> Task instructions
Write out every one of the rows below word for word, keeping each line as it stands.

> Stored items
------------------------------------------------

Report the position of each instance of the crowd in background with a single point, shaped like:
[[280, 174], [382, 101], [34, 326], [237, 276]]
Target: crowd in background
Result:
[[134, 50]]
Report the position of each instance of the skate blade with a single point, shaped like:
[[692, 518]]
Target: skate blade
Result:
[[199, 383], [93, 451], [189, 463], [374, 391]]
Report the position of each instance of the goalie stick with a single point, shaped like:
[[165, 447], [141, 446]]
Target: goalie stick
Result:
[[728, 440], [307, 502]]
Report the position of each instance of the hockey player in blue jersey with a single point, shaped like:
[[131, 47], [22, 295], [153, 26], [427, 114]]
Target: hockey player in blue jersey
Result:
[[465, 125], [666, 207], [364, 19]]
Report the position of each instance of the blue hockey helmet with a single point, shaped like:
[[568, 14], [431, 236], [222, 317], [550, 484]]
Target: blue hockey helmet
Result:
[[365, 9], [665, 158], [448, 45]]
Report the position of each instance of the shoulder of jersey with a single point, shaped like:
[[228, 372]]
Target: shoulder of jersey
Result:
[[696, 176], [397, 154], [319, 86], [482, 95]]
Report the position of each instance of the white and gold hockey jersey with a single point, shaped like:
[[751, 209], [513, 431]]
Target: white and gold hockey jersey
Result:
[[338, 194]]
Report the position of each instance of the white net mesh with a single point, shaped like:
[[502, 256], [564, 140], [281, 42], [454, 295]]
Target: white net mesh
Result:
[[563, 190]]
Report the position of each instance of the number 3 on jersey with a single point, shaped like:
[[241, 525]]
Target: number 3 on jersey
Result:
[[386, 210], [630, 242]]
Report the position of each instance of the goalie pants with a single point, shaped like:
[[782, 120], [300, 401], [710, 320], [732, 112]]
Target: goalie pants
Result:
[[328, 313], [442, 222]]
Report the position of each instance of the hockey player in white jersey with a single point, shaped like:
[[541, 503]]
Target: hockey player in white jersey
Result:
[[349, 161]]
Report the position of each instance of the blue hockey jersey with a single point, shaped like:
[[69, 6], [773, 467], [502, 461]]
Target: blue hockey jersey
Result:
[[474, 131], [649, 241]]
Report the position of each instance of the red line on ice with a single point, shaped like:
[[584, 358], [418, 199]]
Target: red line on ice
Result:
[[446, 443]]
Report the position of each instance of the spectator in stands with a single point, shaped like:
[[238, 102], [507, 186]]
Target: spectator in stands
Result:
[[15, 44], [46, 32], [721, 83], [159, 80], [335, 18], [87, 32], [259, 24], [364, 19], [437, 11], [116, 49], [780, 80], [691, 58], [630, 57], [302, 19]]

------------------------------------------------

> Exercise output
Report the position of each instance of the crowd in background with a single point, shaped like:
[[280, 174], [382, 101], [34, 326], [237, 276]]
Target: crowd in background
Result:
[[134, 50]]
Report the position of each instance of the skate blade with a single point, shaped like:
[[692, 518]]
Target: skate blade
Result:
[[199, 383], [93, 451], [189, 463], [374, 391]]
Report the position of each instance of the goalie stick with a single point, shaped like:
[[165, 447], [141, 446]]
Target: goalie stick
Result:
[[728, 440], [307, 502]]
Report the position of each instance of the hockey player in blue jersey with a single point, shaped like:
[[131, 47], [22, 295], [153, 26], [427, 114]]
Target: hockey player in blue jersey
Result:
[[465, 125], [666, 207], [364, 19]]
Report the position of each instance of the blue hockey helmet with a single point, shaped like:
[[568, 14], [431, 236], [222, 317], [550, 484]]
Target: blue hockey helmet
Result:
[[365, 9], [665, 158], [448, 45]]
Report the position of each instance of the shoulder of jersey with a single point, shaped like:
[[228, 372]]
Target: shoulder of jersey
Result:
[[696, 176], [397, 154], [319, 86], [482, 95]]
Report the position of each instance of the white and gold hockey jersey with a single point, shaped like:
[[751, 209], [513, 431]]
Target: white and gold hockey jersey
Result:
[[338, 194]]
Report the position of each instance of the white net mesh with a single point, shaped like:
[[502, 256], [564, 140], [281, 42], [454, 295]]
Target: white net mesh
Result:
[[563, 190]]
Report the position of each instance of the number 3 on jersey with a single point, shaped like:
[[241, 525]]
Target: number 3 on jersey
Result:
[[386, 210], [630, 242]]
Report the position of each instance of the goalie pants with a single point, shaped like:
[[782, 120], [300, 401], [710, 320], [732, 112]]
Target: goalie pants
Result:
[[328, 313], [442, 222]]
Report the position of each instance of the hockey player in white jersey with a single point, shaped like:
[[541, 503]]
Target: hockey player in white jersey
Result:
[[349, 161]]
Report the position of each instance of the blue hockey jersey with a single point, shaped like:
[[69, 6], [773, 467], [502, 461]]
Target: blue hockey jersey
Result:
[[474, 131], [649, 241]]
Report the position of each instance of the red line on ice with a single point, shaped like:
[[584, 358], [418, 199]]
Target: red line on ice
Result:
[[446, 443]]
Report the position of each instance of the spectator in stands with a single point, shaped like:
[[238, 102], [507, 186]]
Target: spectator in stands
Result:
[[15, 44], [46, 32], [721, 83], [159, 80], [335, 18], [87, 32], [259, 24], [364, 19], [437, 11], [116, 49], [780, 80], [691, 58], [630, 57], [302, 19]]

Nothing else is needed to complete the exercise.